提示文:
╔══
幹細胞治療は糖尿病の治癒につながるか

糖尿病は急速に、最も緊急性の高いグローバルな公衆衛生危機の一つになりつつあります。現在、世界中で5億4,000万人が糖尿病を患っており、その数は2045年までに7億8,300万人に増加すると予測されています。症例の90%以上はインスリン耐性とベータ細胞機能障害を含む2型糖尿病です。

1型糖尿病(若年性糖尿病)は、膵臓のインスリンを産生するベータ細胞が破壊される自己免疫疾患であり、驚くべき速度で増加しています。2021年時点では世界中で800万人以上が1型糖尿病を患っており、2040年までにその数は1,700万人にまで増加すると予測されています

糖尿病は、放置していると複数の体組織に影響を及ぼす慢性合併症を引き起こす可能性があります。特に、網膜症、腎症、神経障害などの微小血管疾患や、心血管、脳血管、末梢血管疾患などの大血管疾患が含まれ、これらはすべて高い罹患率と死亡率を示しています。2021年、糖尿病および糖尿病に起因する腎臓病が世界中で200万人以上の死因となり、心血管疾患による死亡の約11%が高血糖に関連していました。

糖尿病研究における変化

1型糖尿病と2型糖尿病の両方を治療するための従来のアプローチには、血糖値の継続的なモニタリングと健康的なライフスタイルの維持が含まれます。1型糖尿病患者は、毎日の注射という形でインスリン補充を行わなければならず、2型の患者はメトホルミン、スルホニル尿素、DPP-4阻害薬などの経口薬を使用します。

これらの疾患の有病率の増加と世界人口の高齢化に伴い、2型糖尿病の症例が増加すると予想され、より良い治療オプションの必要性が示されています。2022年、FDAは1型糖尿病の発症を遅らせるteplizumabを承認し、2型糖尿病に対しては、GLP-1受容体作動薬やSGLT-2阻害薬などの新薬が検討されています。

しかし、最近の飛躍的進歩により、1型糖尿病患者のインスリン分泌を回復させる膵島細胞療法が登場しました。2000年代初頭、幹細胞をインスリン産生細胞に分化させる試みが初めて成功し、2010年代には臨床試験が始まりました。ただし、1型糖尿病患者向けの最初の細胞療法であるLantidraのFDAによる承認は、2023年まで待たなければなりませんでした。それでも、最近の研究や試験では、幹細胞由来の膵島細胞が糖尿病患者のインスリン産生を回復させ、インスリンの注射の必要性を減らすか、あるいはなくす可能性があることも示されました。
╚══
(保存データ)
╔══
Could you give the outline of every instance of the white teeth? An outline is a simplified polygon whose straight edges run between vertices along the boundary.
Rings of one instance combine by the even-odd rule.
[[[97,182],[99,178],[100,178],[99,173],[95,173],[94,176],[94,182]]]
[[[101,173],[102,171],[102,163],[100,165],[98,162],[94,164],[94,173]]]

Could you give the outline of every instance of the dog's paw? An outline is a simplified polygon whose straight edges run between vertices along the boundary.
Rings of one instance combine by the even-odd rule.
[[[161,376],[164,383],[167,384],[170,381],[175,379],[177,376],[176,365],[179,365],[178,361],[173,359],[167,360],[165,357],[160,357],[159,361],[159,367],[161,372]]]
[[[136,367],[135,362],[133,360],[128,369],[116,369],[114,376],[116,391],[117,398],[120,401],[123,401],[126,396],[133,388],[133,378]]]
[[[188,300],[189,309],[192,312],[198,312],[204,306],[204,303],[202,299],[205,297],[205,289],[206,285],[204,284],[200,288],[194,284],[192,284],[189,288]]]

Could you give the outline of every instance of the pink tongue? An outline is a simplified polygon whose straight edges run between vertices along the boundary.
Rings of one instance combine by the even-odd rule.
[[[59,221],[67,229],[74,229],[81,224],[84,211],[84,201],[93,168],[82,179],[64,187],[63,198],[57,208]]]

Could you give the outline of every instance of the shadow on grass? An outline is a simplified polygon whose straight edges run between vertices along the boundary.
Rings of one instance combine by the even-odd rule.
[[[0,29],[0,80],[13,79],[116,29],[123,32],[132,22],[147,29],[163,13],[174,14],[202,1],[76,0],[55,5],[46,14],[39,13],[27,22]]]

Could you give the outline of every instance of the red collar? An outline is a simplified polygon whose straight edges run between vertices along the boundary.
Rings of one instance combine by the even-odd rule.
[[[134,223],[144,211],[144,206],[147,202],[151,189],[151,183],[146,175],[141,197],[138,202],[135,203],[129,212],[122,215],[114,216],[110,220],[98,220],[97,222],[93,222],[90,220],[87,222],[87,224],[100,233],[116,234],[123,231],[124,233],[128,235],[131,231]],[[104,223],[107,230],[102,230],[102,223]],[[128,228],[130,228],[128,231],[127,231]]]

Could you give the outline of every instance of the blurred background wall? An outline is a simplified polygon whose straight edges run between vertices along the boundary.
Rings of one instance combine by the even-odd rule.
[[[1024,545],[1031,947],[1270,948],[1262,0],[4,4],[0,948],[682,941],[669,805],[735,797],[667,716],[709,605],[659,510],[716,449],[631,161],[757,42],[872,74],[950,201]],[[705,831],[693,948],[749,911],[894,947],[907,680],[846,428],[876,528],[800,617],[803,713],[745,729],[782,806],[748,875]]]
╚══
課題一覧:
1. 糖尿病と幹細胞治療についての文章によると、2021年時点で世界中の1型糖尿病患者は何人以上いましたか。
2. 糖尿病と幹細胞治療についての文章を、最後の文の後から書き継いでください。
行を参照する必要はありません。

解答結果:
1. 800万人以上です。

2.
幹細胞治療を成功させ、その効果を長続きさせるための新しい戦略が模索されています。これらのアプローチは、1型糖尿病と2型糖尿病の治療効果がより永続的になる可能性があります。当社は、CASが収集した最大の科学情報のリポジトリであるCASコンテンツのコレクションTMを調査し、2000年から2023年にかけて糖尿病の細胞治療に関する出版物が著しく増加していることを見出しました。

図1に示すように、幹細胞療法と1型糖尿病に関連する出版物は、2型糖尿病よりも多くなっています。さらに、1型糖尿病では、学術論文が全体の58%を占め、特許が42%を占めています。2型糖尿病では、学術論文の数は82%と高く、特許の数はわずか18%となっています。

1型(青)および2型糖尿病(黄)の幹細胞治療に関する年ごとの出版物数を示す棒グラフ。

CASコンテンツのコレクションから取得した、T2Mジャーナルに掲載された記事の割合を示す円グラフ。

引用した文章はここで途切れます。